### Goal of the exercise
Render each line of the rows below as a Markdown table with the columns No. and Line, where No. holds the line's number and Line holds the line itself. Leave out blank lines.
==================================================
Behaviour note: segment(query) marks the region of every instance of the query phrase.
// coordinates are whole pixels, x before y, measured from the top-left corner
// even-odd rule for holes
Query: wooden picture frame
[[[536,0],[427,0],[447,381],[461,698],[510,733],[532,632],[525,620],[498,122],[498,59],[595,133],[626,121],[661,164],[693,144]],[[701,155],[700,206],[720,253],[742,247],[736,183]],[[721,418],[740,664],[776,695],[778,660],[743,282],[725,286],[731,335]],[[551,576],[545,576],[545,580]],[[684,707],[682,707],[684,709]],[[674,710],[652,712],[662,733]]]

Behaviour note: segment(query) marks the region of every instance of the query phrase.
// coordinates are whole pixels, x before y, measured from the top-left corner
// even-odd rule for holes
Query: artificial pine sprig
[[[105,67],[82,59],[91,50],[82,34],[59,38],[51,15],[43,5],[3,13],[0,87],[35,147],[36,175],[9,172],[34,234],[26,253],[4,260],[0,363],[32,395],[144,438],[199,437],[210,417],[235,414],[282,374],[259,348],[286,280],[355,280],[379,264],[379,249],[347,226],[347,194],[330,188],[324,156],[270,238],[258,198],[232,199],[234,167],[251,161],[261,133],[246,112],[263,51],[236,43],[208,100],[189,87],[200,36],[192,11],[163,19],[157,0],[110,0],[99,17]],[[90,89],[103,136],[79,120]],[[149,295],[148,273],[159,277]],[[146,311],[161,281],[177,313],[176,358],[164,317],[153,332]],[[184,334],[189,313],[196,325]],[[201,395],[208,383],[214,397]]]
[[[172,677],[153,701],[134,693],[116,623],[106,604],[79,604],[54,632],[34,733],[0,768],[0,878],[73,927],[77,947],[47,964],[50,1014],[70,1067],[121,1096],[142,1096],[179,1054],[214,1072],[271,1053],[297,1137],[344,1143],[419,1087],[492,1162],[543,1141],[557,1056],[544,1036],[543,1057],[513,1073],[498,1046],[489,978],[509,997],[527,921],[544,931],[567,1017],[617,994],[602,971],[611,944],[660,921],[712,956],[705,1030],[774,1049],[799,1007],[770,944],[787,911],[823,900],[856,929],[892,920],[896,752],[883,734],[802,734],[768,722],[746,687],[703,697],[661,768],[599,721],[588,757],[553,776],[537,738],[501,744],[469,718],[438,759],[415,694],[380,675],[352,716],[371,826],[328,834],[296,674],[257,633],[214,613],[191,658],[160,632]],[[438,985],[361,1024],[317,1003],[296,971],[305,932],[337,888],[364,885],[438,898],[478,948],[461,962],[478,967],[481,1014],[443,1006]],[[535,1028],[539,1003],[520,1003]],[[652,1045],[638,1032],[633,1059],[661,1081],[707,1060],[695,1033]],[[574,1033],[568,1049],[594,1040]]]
==================================================
### Answer to this task
| No. | Line |
|---|---|
| 1 | Behaviour note: segment(query) marks the region of every instance of the query phrase. |
| 2 | // coordinates are whole pixels, x before y, measured from the top-left corner |
| 3 | // even-odd rule for holes |
| 4 | Query: wooden picture frame |
| 5 | [[[536,0],[427,0],[447,381],[461,698],[510,733],[532,632],[525,620],[498,122],[498,59],[595,133],[626,121],[661,164],[693,144]],[[701,155],[700,206],[720,253],[742,247],[736,183]],[[721,418],[740,664],[776,695],[778,660],[743,282],[725,286],[731,335]],[[551,576],[545,576],[545,580]],[[684,707],[682,707],[684,709]],[[674,710],[652,712],[662,733]]] |
| 6 | Behaviour note: segment(query) marks the region of every instance of the query phrase. |
| 7 | // coordinates are whole pixels, x before y, measured from the top-left corner |
| 8 | // even-odd rule for holes |
| 9 | Query: artificial pine sprig |
| 10 | [[[105,67],[82,59],[91,50],[82,34],[59,38],[51,15],[43,5],[3,13],[0,87],[35,147],[36,175],[9,172],[34,234],[26,253],[4,260],[0,363],[32,395],[144,438],[199,437],[210,417],[235,414],[282,374],[259,348],[286,280],[355,280],[379,264],[379,249],[347,226],[347,194],[330,188],[324,156],[270,238],[258,198],[232,199],[234,167],[251,161],[261,133],[246,112],[263,51],[236,43],[208,100],[189,87],[200,36],[192,11],[163,19],[157,0],[110,0],[99,17]],[[90,89],[103,136],[79,120]],[[149,295],[148,273],[159,277]],[[146,311],[161,281],[177,313],[176,358],[164,317],[153,332]],[[184,334],[189,313],[196,325]],[[201,395],[208,383],[214,397]]] |
| 11 | [[[172,677],[153,701],[134,693],[116,623],[106,604],[79,604],[54,632],[34,733],[0,768],[0,878],[73,927],[77,947],[47,964],[50,1014],[70,1067],[121,1096],[142,1096],[179,1054],[214,1072],[271,1053],[297,1137],[344,1143],[419,1087],[492,1162],[543,1141],[557,1056],[544,1036],[543,1057],[513,1073],[498,1046],[489,978],[509,997],[527,921],[544,931],[567,1017],[617,994],[602,971],[611,944],[660,921],[712,956],[705,1030],[774,1049],[799,1007],[770,944],[787,911],[823,900],[856,929],[892,920],[896,752],[883,734],[802,734],[768,722],[746,687],[703,697],[661,768],[599,721],[588,757],[553,776],[537,738],[501,744],[469,718],[438,759],[415,694],[380,675],[352,716],[371,826],[328,834],[296,674],[257,633],[214,613],[191,658],[160,632]],[[438,985],[361,1024],[317,1003],[296,971],[305,932],[337,888],[364,885],[438,898],[478,948],[461,962],[478,967],[481,1014],[443,1006]],[[535,1028],[539,1003],[520,1003]],[[652,1045],[638,1032],[633,1059],[661,1081],[707,1060],[695,1033]],[[574,1033],[568,1049],[594,1040]]] |